● WHAT YOU NEED TO DO: Which decades does the provided text below mention by name?

● PROVIDED TEXT:
((

As a kid in the seventies, that was CB talk. Truckers were the bikers of the seventies, heroic gypsy rebels of the highway. How things change…
In the eighties, breaking was something the really weird poser kids did. In the nineties it was a laughable relic of the past. The advantage of getting older is that all your shame is decades behind you. Or at least, you can pretend it is. So when I heard that breaking was still happening, and there was this “Battle Of The Year” thing that was going on. I dug a little deeper…neat.
I was in the middle of shaking up my personal world of martial arts. I’d had a blinding, brilliant revelation at 4am one morning, and in twenty minutes wrote out the entire 5×5 drill and teaching system. I was so excited I texted it to my fiancee, and called my best friend, waking him up. It was brilliant. The next while was spent experimenting with it and making changes, but the end result wound up being identical to what popped into my head that night.

))

[Data entries]
((

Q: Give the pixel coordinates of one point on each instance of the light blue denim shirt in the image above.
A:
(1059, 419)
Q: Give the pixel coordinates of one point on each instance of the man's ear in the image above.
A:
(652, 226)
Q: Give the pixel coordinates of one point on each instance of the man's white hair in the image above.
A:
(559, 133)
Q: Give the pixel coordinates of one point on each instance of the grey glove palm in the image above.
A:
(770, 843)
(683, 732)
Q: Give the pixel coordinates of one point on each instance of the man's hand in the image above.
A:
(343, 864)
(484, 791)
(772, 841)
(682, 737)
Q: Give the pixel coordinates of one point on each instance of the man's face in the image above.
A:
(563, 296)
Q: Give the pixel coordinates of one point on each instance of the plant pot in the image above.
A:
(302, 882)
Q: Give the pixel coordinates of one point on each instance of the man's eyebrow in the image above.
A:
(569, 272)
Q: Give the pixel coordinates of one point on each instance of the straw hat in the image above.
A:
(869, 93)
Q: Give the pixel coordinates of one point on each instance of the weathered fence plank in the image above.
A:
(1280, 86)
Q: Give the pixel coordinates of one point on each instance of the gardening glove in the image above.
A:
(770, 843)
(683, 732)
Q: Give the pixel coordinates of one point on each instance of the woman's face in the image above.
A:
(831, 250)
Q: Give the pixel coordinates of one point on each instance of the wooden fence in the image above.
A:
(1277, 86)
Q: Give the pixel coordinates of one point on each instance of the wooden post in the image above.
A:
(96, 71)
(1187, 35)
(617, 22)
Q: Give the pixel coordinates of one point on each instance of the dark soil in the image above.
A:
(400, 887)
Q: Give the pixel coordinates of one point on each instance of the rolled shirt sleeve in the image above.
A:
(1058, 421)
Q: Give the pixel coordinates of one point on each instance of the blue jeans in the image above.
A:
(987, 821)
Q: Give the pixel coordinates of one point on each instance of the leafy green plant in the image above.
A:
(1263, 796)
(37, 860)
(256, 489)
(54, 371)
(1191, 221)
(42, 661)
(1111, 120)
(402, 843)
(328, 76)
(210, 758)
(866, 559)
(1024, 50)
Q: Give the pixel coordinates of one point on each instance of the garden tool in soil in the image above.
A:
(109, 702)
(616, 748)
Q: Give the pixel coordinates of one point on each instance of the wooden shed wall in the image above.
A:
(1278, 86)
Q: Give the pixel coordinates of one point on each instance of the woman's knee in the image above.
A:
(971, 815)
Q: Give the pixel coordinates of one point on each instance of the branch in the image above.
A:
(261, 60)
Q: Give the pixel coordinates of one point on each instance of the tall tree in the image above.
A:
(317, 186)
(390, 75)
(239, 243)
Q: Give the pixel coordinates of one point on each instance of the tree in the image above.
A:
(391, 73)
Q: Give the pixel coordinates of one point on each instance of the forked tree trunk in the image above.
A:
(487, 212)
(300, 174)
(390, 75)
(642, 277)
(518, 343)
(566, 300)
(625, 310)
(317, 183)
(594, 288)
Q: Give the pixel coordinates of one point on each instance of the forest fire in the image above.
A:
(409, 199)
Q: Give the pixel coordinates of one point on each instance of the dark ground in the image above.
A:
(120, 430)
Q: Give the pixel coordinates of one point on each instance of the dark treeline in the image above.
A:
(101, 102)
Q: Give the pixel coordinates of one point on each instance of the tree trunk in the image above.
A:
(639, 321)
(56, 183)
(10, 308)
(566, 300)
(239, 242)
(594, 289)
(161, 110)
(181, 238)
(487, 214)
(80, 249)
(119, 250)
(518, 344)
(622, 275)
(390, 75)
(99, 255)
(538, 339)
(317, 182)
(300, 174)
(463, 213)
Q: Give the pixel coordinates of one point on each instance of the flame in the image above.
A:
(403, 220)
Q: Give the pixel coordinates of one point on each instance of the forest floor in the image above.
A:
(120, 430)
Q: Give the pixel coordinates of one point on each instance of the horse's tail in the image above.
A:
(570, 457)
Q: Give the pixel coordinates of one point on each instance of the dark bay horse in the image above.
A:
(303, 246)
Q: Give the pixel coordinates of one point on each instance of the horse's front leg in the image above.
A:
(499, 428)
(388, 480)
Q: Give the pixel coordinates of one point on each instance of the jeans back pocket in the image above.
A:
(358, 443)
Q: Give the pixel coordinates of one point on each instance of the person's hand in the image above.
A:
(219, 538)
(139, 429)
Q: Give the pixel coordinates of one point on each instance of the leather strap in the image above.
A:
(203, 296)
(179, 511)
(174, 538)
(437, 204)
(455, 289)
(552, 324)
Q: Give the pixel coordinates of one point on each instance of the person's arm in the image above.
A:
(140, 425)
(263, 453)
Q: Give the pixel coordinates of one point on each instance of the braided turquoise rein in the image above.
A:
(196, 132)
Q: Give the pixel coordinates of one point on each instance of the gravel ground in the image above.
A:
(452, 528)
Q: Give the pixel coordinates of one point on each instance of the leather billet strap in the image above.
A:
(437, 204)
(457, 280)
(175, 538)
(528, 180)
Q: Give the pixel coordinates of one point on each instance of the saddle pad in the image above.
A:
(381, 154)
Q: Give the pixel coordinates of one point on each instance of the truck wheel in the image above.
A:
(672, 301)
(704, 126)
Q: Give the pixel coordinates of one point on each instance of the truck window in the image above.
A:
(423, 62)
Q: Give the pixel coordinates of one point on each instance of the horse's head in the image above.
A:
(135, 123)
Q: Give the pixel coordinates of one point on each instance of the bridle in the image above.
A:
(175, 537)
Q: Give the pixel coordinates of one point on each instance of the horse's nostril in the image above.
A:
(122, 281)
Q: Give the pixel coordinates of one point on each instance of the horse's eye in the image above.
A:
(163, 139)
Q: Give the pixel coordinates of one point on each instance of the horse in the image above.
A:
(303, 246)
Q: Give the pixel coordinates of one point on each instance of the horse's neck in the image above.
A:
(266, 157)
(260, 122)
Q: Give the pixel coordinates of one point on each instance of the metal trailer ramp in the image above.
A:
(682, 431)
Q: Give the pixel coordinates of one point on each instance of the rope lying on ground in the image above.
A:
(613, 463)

))

● SOLUTION TO THIS EXERCISE: The seventies, the eighties, and the nineties.